Pick out each line in the records below that contains the word "jersey", and copy those lines.

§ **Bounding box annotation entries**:
§
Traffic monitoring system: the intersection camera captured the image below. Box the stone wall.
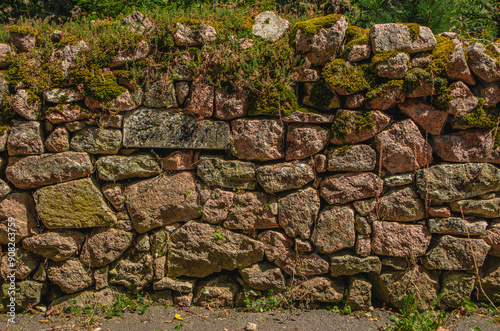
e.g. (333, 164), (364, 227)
(0, 13), (500, 309)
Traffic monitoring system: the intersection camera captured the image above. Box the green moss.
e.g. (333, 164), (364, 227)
(321, 59), (370, 94)
(9, 25), (38, 36)
(343, 25), (370, 55)
(399, 23), (420, 41)
(290, 14), (342, 47)
(432, 36), (455, 74)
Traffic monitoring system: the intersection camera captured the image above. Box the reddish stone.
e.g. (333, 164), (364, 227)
(372, 221), (432, 257)
(320, 172), (384, 205)
(285, 124), (330, 161)
(398, 99), (448, 135)
(375, 119), (432, 174)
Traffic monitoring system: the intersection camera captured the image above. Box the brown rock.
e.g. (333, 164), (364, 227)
(47, 258), (94, 293)
(23, 230), (85, 262)
(259, 230), (293, 262)
(274, 250), (329, 277)
(5, 152), (94, 189)
(80, 228), (134, 268)
(45, 126), (69, 153)
(285, 123), (330, 161)
(161, 150), (199, 171)
(7, 122), (44, 156)
(278, 187), (320, 239)
(125, 172), (201, 233)
(320, 172), (384, 205)
(231, 119), (285, 161)
(0, 192), (37, 244)
(372, 221), (432, 257)
(214, 88), (248, 120)
(422, 235), (490, 270)
(375, 119), (432, 174)
(311, 205), (356, 254)
(255, 160), (314, 193)
(378, 186), (425, 222)
(184, 81), (215, 118)
(331, 109), (391, 145)
(398, 99), (448, 135)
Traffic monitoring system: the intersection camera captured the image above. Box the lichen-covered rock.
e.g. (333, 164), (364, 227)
(327, 145), (377, 171)
(372, 221), (432, 257)
(378, 186), (425, 222)
(428, 217), (488, 236)
(0, 192), (37, 244)
(80, 228), (134, 268)
(345, 275), (372, 310)
(416, 163), (500, 204)
(331, 109), (391, 145)
(96, 154), (161, 181)
(370, 23), (437, 54)
(70, 126), (122, 154)
(439, 271), (476, 308)
(467, 43), (500, 83)
(167, 221), (264, 277)
(197, 156), (256, 190)
(285, 123), (330, 161)
(125, 172), (201, 233)
(370, 266), (439, 310)
(450, 198), (500, 218)
(231, 119), (285, 161)
(193, 275), (240, 308)
(320, 172), (384, 205)
(291, 15), (348, 66)
(12, 89), (42, 121)
(274, 250), (329, 277)
(290, 277), (344, 303)
(224, 191), (279, 230)
(33, 178), (117, 229)
(311, 205), (356, 254)
(398, 99), (448, 135)
(375, 119), (432, 174)
(278, 187), (321, 239)
(123, 108), (230, 150)
(47, 258), (94, 294)
(255, 160), (314, 193)
(259, 230), (294, 262)
(23, 230), (85, 262)
(252, 11), (290, 41)
(240, 262), (285, 291)
(330, 253), (382, 277)
(109, 249), (153, 293)
(5, 152), (94, 189)
(172, 23), (217, 47)
(45, 126), (69, 153)
(7, 121), (44, 156)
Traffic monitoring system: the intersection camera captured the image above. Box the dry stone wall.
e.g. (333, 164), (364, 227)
(0, 12), (500, 309)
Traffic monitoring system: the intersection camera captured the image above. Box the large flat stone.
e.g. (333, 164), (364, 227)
(123, 108), (230, 150)
(33, 178), (117, 229)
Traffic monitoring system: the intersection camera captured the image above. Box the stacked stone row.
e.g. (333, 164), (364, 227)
(0, 14), (500, 309)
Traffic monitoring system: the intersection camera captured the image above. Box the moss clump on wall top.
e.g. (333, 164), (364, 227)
(321, 59), (370, 94)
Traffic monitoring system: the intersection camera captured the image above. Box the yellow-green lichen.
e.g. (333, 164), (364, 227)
(321, 59), (370, 94)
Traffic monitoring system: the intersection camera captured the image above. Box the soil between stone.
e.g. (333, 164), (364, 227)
(0, 306), (500, 331)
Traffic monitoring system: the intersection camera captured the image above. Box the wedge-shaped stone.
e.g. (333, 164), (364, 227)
(125, 172), (201, 233)
(198, 156), (256, 190)
(168, 221), (264, 277)
(422, 235), (490, 270)
(5, 152), (94, 189)
(123, 108), (230, 150)
(416, 163), (500, 204)
(96, 154), (161, 181)
(33, 178), (117, 229)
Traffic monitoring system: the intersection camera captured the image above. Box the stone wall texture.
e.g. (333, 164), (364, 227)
(0, 14), (500, 309)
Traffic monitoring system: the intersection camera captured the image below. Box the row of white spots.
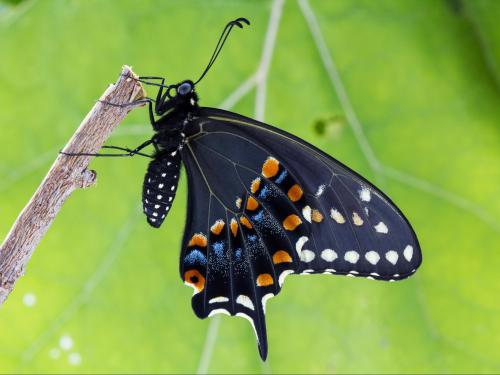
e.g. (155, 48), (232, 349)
(332, 208), (389, 234)
(208, 293), (274, 317)
(295, 236), (413, 265)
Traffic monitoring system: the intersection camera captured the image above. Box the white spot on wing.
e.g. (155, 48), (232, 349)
(236, 294), (255, 310)
(315, 185), (326, 198)
(352, 212), (364, 227)
(302, 206), (311, 222)
(208, 296), (229, 303)
(262, 293), (274, 314)
(321, 249), (338, 262)
(208, 309), (231, 318)
(330, 208), (345, 224)
(385, 250), (399, 264)
(374, 221), (389, 234)
(278, 270), (294, 287)
(359, 187), (372, 202)
(344, 250), (359, 264)
(295, 236), (309, 256)
(300, 250), (316, 263)
(403, 245), (413, 262)
(365, 250), (380, 265)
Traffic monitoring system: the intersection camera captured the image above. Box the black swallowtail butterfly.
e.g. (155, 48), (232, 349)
(64, 18), (422, 360)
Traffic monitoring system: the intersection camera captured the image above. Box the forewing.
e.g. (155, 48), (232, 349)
(180, 108), (421, 359)
(192, 109), (422, 281)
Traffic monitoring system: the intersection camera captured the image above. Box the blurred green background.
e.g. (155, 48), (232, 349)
(0, 0), (500, 373)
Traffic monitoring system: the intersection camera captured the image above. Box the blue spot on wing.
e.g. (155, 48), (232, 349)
(234, 248), (242, 261)
(259, 185), (271, 199)
(212, 241), (224, 257)
(252, 210), (264, 224)
(274, 169), (288, 184)
(184, 249), (207, 266)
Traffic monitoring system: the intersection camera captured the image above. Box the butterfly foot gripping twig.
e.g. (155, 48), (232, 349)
(0, 66), (149, 305)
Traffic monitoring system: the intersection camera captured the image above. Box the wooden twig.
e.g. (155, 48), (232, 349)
(0, 66), (146, 305)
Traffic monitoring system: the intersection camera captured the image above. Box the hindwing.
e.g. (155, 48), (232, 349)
(180, 108), (421, 359)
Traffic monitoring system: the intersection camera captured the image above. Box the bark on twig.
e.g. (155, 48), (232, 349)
(0, 66), (146, 305)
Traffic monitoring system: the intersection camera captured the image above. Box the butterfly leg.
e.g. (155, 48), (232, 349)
(137, 76), (168, 88)
(99, 98), (154, 108)
(59, 139), (156, 158)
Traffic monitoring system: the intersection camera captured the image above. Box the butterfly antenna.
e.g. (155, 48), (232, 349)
(194, 17), (250, 85)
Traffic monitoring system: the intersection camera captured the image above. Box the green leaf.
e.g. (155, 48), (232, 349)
(0, 0), (500, 373)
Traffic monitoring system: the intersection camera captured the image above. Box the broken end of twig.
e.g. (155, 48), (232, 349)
(73, 169), (97, 189)
(0, 286), (12, 306)
(122, 65), (147, 107)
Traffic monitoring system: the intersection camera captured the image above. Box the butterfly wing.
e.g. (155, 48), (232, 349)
(181, 108), (421, 358)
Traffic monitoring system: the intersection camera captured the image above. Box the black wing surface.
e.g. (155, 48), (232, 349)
(180, 108), (421, 359)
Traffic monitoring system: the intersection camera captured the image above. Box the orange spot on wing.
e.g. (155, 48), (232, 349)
(262, 157), (280, 178)
(273, 250), (293, 264)
(311, 209), (323, 223)
(257, 273), (274, 286)
(240, 216), (253, 229)
(247, 197), (259, 211)
(283, 214), (302, 230)
(188, 233), (207, 247)
(231, 218), (238, 237)
(210, 219), (226, 235)
(184, 270), (205, 293)
(288, 184), (304, 202)
(250, 177), (260, 194)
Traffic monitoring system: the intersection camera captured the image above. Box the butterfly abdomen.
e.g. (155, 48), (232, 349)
(142, 149), (181, 228)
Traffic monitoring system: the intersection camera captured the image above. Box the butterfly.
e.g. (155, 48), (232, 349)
(74, 18), (422, 360)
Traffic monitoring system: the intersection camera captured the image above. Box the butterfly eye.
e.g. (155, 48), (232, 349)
(177, 82), (193, 95)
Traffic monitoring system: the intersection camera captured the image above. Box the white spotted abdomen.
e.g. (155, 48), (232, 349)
(142, 151), (181, 228)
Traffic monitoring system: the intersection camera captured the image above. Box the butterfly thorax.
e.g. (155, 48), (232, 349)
(142, 81), (198, 228)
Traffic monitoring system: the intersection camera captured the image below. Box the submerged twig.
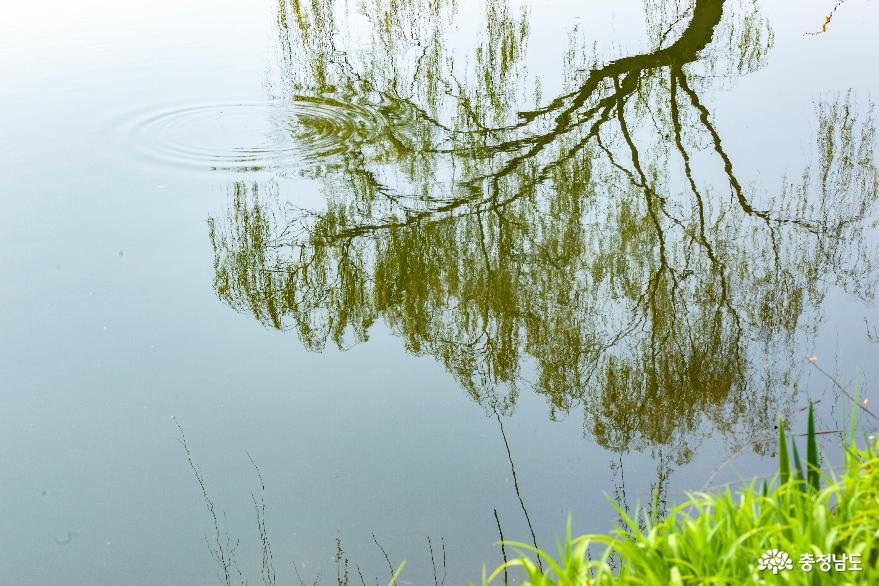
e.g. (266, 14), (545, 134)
(493, 509), (509, 585)
(371, 533), (394, 580)
(494, 409), (543, 571)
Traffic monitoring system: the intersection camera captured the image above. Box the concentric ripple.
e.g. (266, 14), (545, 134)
(119, 96), (416, 172)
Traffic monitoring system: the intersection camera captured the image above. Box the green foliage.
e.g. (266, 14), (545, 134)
(482, 407), (879, 586)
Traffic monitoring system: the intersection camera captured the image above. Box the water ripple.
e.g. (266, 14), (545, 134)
(117, 96), (409, 172)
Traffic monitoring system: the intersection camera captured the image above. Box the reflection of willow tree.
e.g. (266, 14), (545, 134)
(210, 0), (877, 457)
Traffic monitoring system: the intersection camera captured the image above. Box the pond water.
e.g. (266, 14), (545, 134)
(0, 0), (879, 585)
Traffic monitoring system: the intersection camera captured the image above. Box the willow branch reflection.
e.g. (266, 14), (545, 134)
(210, 0), (877, 460)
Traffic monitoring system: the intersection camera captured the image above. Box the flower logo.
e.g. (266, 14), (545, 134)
(757, 549), (794, 574)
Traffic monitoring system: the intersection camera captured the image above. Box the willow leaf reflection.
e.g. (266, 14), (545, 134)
(210, 0), (877, 459)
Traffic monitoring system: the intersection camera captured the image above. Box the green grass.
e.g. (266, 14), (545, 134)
(482, 398), (879, 586)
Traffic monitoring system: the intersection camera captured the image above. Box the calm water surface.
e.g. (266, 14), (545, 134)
(0, 0), (879, 585)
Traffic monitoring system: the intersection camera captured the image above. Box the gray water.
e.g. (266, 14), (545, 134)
(0, 0), (879, 585)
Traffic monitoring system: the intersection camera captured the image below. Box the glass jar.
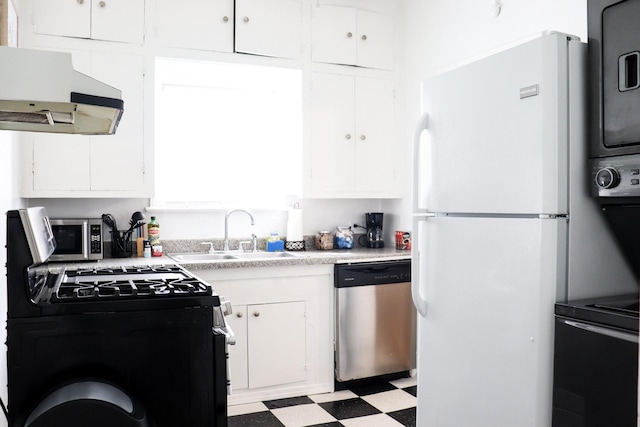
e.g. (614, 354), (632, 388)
(333, 226), (353, 249)
(316, 231), (333, 251)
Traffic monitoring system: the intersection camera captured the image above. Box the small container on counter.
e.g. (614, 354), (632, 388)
(333, 226), (353, 249)
(396, 231), (411, 251)
(316, 231), (333, 251)
(142, 240), (151, 258)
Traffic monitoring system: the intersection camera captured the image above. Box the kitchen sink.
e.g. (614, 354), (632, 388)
(168, 252), (238, 263)
(233, 252), (300, 259)
(167, 251), (300, 263)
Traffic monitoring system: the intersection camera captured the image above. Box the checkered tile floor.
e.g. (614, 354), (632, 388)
(228, 378), (417, 427)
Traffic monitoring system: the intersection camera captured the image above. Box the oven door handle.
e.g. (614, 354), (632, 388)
(563, 320), (638, 344)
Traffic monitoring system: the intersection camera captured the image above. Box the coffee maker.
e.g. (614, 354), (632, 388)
(364, 212), (384, 248)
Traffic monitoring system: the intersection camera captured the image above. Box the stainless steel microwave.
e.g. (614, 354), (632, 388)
(49, 218), (104, 261)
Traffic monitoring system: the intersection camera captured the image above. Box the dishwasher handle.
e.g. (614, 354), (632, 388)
(562, 320), (638, 344)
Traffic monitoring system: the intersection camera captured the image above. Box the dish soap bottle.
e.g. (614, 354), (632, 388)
(147, 216), (162, 256)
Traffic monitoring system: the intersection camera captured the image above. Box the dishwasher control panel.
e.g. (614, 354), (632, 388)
(335, 260), (411, 288)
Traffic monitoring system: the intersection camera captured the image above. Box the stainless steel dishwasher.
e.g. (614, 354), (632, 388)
(335, 260), (416, 381)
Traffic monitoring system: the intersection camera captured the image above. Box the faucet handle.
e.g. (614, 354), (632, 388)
(202, 242), (214, 254)
(238, 240), (251, 252)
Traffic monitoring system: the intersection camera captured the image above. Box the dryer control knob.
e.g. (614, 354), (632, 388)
(596, 166), (620, 188)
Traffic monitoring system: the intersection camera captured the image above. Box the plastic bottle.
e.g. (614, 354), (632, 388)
(147, 216), (162, 256)
(267, 231), (284, 252)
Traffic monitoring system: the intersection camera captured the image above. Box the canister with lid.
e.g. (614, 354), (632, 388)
(316, 231), (333, 250)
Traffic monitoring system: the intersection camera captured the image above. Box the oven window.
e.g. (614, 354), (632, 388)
(51, 225), (82, 255)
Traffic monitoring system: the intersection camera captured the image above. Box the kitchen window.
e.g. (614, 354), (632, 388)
(152, 58), (302, 208)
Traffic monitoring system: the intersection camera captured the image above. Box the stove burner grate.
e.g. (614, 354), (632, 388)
(67, 264), (182, 277)
(55, 278), (210, 301)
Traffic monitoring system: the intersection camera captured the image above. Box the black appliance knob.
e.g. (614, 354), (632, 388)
(596, 166), (620, 188)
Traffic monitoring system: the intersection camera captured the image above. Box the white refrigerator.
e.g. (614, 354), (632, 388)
(412, 33), (635, 427)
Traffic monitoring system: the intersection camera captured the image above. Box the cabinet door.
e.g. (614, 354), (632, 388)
(24, 51), (145, 197)
(90, 0), (144, 44)
(354, 77), (400, 195)
(311, 5), (357, 65)
(31, 51), (91, 192)
(32, 134), (91, 191)
(33, 0), (91, 39)
(156, 0), (234, 52)
(225, 305), (249, 391)
(356, 10), (394, 70)
(247, 301), (306, 388)
(235, 0), (303, 59)
(91, 53), (144, 191)
(310, 73), (356, 195)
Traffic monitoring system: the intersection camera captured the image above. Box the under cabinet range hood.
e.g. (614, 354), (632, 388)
(0, 47), (124, 135)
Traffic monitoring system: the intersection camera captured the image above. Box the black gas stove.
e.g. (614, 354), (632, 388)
(7, 208), (233, 427)
(29, 264), (221, 315)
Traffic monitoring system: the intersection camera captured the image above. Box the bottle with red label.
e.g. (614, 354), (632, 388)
(147, 216), (162, 256)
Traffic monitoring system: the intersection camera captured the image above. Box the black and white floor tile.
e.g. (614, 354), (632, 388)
(228, 378), (417, 427)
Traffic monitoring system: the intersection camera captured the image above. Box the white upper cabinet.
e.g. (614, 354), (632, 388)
(235, 0), (303, 59)
(156, 0), (234, 52)
(311, 5), (394, 70)
(34, 0), (144, 44)
(22, 52), (149, 197)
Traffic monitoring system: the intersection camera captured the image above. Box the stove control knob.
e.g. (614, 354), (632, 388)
(596, 166), (620, 189)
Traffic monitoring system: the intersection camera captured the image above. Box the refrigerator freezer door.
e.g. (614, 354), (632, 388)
(413, 216), (567, 427)
(414, 34), (577, 214)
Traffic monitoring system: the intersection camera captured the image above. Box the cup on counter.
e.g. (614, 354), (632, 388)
(396, 231), (411, 251)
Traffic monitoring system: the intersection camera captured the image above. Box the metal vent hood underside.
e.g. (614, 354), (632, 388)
(0, 47), (124, 135)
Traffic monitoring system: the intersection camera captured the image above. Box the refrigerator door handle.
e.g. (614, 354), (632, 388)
(563, 320), (638, 344)
(411, 213), (435, 317)
(412, 113), (429, 213)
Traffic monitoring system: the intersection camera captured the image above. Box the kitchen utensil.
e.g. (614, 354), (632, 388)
(102, 214), (118, 231)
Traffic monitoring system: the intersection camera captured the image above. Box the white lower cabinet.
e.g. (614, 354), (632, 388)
(227, 301), (306, 390)
(193, 265), (333, 404)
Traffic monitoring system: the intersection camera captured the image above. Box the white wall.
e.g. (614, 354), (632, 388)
(29, 199), (384, 242)
(0, 131), (22, 427)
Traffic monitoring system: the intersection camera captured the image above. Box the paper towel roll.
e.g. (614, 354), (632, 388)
(286, 209), (304, 242)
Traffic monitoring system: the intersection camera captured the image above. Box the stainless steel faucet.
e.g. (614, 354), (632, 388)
(223, 209), (256, 252)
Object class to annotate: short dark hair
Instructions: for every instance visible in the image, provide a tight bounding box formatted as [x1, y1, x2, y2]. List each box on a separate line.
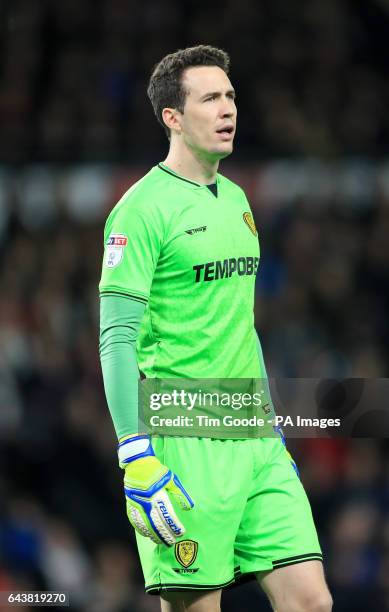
[147, 45, 230, 139]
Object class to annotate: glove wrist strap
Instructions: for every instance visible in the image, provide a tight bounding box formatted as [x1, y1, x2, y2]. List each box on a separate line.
[118, 435, 154, 467]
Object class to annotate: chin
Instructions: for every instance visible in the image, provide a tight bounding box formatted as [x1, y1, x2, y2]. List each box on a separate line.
[211, 142, 234, 159]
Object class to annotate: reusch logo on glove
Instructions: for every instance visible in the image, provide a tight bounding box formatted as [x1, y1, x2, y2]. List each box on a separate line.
[157, 500, 181, 535]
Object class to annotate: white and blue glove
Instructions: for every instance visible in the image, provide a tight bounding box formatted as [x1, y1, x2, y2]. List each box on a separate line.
[118, 435, 194, 546]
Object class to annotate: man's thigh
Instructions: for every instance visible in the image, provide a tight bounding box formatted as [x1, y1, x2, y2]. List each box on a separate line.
[161, 590, 221, 612]
[256, 561, 332, 612]
[235, 438, 322, 575]
[136, 437, 252, 594]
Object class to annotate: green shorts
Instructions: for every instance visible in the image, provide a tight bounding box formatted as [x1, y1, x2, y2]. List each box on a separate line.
[137, 437, 322, 594]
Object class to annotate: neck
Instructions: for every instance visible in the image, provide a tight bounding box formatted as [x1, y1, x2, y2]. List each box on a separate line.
[163, 143, 219, 185]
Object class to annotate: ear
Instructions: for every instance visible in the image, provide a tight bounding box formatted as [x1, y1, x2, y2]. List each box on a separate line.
[162, 108, 181, 134]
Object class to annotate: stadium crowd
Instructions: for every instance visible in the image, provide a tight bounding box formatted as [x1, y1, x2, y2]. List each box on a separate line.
[0, 0, 389, 612]
[0, 0, 389, 161]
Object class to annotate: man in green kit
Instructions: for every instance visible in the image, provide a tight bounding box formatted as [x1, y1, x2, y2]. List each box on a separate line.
[99, 45, 332, 612]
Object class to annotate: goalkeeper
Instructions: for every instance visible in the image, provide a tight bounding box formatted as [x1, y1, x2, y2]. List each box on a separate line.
[100, 45, 332, 612]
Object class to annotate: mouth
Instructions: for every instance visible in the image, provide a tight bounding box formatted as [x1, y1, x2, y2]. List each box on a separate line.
[216, 125, 235, 140]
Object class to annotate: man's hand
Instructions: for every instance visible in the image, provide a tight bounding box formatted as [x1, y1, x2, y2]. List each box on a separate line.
[118, 435, 194, 546]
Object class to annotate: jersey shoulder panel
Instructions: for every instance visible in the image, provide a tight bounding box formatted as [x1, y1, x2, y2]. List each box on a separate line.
[218, 174, 247, 202]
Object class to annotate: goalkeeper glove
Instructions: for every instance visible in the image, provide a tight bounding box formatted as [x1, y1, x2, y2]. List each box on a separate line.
[118, 435, 194, 546]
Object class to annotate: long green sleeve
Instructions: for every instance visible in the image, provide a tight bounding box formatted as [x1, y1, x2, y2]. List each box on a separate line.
[100, 295, 145, 438]
[256, 334, 275, 414]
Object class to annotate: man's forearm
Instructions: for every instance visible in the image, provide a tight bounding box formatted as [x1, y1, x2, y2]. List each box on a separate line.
[100, 295, 145, 439]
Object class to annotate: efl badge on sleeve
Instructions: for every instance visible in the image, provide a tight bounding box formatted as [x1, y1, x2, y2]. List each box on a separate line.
[174, 540, 199, 567]
[105, 234, 128, 268]
[243, 212, 257, 236]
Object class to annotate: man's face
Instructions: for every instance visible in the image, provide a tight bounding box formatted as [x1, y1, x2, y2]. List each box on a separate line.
[176, 66, 237, 160]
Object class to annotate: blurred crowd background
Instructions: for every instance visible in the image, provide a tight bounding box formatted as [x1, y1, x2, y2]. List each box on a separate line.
[0, 0, 389, 612]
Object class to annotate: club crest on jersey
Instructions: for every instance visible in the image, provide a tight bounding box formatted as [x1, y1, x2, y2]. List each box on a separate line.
[174, 540, 199, 568]
[243, 212, 257, 236]
[105, 234, 128, 268]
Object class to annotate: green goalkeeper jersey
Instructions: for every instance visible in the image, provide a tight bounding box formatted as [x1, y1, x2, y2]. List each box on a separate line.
[99, 164, 266, 378]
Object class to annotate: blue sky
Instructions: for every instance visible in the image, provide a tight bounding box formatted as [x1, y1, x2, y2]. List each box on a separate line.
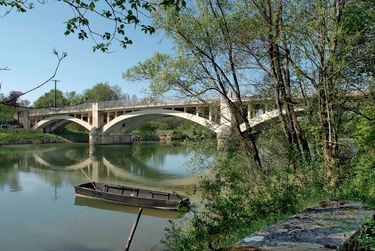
§
§ **Answer to this exercise**:
Object class to annotate: jersey shoulder panel
Object class to annotate: club crest on jersey
Object class to annotate: green goalkeeper jersey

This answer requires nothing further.